Filter the entries below and copy out each line that contains the word "dishwasher".

** ITEMS **
────
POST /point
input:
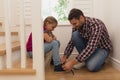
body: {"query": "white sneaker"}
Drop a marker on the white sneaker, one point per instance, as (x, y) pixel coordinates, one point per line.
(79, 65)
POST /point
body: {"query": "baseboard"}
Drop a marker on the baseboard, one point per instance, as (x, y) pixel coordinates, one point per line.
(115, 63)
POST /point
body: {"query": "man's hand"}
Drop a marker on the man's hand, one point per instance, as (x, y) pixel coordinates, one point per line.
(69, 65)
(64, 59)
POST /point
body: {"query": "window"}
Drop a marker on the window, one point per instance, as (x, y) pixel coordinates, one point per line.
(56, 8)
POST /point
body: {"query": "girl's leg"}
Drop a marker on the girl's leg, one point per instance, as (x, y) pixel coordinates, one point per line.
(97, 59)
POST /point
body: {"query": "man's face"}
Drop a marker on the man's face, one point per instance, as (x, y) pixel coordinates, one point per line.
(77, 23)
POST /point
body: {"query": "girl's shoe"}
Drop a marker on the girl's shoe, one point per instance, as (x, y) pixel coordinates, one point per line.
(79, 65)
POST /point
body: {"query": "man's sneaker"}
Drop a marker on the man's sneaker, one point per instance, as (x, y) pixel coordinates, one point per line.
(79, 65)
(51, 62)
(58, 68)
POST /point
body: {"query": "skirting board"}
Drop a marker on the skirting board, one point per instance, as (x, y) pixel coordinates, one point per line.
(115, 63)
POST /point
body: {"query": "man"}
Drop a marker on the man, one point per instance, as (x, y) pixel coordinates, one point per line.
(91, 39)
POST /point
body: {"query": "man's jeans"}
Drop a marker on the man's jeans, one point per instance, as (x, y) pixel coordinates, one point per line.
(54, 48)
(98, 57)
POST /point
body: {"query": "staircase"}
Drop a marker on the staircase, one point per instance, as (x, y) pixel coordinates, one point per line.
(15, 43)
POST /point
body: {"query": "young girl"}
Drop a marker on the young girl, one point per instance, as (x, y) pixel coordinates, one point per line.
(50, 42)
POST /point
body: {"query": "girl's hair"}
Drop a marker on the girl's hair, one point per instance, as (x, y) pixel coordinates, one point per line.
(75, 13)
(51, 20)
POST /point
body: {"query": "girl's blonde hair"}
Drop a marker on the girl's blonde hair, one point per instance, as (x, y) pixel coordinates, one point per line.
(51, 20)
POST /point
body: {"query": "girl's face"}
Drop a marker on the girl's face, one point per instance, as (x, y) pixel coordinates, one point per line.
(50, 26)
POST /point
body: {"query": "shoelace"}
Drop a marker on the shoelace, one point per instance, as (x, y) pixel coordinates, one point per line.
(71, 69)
────
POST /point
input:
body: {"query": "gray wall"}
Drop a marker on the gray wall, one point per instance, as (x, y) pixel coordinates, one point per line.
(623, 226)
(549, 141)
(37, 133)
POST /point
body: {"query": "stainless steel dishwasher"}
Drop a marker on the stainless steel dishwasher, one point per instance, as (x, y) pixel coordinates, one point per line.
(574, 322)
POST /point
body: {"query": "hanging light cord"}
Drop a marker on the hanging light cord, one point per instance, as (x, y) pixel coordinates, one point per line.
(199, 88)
────
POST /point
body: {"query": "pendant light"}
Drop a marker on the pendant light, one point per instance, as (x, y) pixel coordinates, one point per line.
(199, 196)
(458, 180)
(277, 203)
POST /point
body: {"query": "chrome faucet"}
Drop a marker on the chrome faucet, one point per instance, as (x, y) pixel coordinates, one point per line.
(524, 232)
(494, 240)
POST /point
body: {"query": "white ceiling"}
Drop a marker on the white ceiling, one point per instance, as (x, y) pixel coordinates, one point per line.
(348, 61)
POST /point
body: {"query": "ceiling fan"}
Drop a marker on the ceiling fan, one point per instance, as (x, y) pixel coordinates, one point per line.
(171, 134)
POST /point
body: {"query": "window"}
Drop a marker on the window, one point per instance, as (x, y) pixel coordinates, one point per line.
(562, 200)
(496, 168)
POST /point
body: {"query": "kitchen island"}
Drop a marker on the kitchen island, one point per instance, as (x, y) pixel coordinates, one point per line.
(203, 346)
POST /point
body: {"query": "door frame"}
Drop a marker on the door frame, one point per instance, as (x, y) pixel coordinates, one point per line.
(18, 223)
────
** WRITTEN SOLUTION **
body: {"query": "stainless steel dishwasher"}
Drop a marker on the stainless steel dishwasher, one point per instance, as (x, y) pixel coordinates, one point per line.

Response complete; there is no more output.